■ **Brief**
Lines before the one containing "Tag one point on every instance of the leafy" are excluded; print that line and every line after it through the end of the material below, exactly.

■ **Material to process**
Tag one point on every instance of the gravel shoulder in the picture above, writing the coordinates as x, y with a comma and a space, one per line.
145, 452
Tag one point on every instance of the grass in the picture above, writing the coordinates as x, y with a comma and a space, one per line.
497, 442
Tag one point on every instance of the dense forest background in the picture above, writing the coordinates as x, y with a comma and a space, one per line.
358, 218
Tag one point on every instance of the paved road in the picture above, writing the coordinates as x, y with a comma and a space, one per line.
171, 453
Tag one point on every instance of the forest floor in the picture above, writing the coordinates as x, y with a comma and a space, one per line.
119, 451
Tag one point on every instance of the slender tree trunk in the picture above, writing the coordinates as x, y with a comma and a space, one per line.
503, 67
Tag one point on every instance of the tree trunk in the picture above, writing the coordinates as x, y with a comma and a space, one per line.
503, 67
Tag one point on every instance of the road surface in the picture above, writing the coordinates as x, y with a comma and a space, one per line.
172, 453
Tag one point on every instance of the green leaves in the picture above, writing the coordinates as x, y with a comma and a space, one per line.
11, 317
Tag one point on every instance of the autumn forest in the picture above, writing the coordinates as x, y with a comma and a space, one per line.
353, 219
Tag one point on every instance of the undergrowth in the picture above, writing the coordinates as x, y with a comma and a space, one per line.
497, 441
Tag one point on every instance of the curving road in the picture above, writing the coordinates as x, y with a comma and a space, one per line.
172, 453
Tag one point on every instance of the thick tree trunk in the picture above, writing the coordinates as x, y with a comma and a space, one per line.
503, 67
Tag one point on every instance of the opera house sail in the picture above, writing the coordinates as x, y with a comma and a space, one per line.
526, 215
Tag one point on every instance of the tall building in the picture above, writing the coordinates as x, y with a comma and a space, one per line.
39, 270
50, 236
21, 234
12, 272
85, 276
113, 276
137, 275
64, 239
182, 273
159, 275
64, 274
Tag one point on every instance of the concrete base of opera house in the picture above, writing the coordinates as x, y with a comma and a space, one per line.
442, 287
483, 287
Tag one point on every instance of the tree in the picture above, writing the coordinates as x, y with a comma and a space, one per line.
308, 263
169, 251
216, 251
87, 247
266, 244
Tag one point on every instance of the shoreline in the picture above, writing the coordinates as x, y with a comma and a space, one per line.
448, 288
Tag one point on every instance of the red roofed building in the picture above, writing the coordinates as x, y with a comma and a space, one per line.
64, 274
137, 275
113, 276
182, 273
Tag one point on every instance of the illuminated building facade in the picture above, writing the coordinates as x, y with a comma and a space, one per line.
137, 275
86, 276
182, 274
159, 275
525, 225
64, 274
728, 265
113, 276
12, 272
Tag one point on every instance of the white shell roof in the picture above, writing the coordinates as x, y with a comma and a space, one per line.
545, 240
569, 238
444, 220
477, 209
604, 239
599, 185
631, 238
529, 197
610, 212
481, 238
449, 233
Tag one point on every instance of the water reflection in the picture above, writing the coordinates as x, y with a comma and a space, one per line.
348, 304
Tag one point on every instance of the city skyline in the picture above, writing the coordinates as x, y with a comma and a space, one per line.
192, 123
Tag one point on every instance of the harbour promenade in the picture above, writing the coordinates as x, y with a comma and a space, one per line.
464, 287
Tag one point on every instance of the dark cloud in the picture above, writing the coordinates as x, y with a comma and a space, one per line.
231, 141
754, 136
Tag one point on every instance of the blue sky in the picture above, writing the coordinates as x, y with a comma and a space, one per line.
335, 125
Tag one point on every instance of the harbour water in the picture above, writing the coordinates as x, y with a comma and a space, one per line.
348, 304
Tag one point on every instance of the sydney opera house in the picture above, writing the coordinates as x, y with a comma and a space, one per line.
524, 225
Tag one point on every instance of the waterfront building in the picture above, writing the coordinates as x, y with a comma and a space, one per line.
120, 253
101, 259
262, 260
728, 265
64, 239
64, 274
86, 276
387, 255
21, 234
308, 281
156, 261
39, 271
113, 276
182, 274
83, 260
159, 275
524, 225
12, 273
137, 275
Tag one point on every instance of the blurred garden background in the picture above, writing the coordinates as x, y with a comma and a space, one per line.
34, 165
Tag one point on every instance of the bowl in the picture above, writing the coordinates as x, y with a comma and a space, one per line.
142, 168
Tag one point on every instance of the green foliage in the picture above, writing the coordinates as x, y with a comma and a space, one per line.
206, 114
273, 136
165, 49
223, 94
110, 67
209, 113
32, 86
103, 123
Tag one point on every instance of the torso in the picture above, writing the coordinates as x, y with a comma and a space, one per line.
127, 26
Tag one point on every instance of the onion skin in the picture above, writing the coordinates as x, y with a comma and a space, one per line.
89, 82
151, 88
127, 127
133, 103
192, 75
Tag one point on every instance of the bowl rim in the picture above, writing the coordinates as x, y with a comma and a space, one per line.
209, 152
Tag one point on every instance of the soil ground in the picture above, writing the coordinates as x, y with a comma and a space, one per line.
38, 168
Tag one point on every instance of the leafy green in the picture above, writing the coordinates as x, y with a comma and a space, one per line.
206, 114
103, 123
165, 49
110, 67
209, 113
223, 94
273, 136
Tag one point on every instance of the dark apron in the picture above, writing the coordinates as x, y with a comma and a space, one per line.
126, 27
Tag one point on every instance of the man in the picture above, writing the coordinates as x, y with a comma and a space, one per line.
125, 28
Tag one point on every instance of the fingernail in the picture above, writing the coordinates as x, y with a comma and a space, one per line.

■ **Problem solution**
Tag one point on every instance of the leafy green in the picture above, writing the coordinates as x, y with a comma and a space, one per line.
206, 114
103, 123
165, 49
110, 67
209, 113
223, 94
273, 136
Tag one point on every instance of the dark apron in the picture above, writing the coordinates as x, y with a comma and a space, one per line.
126, 27
Tag one point on every instance of the man in the picture above, writing the coordinates as x, y with a comma and a space, one per line.
125, 28
Tag one point on every instance of the fingernail in the picture above, writing the coordinates as x, y with a comma and a space, one per line.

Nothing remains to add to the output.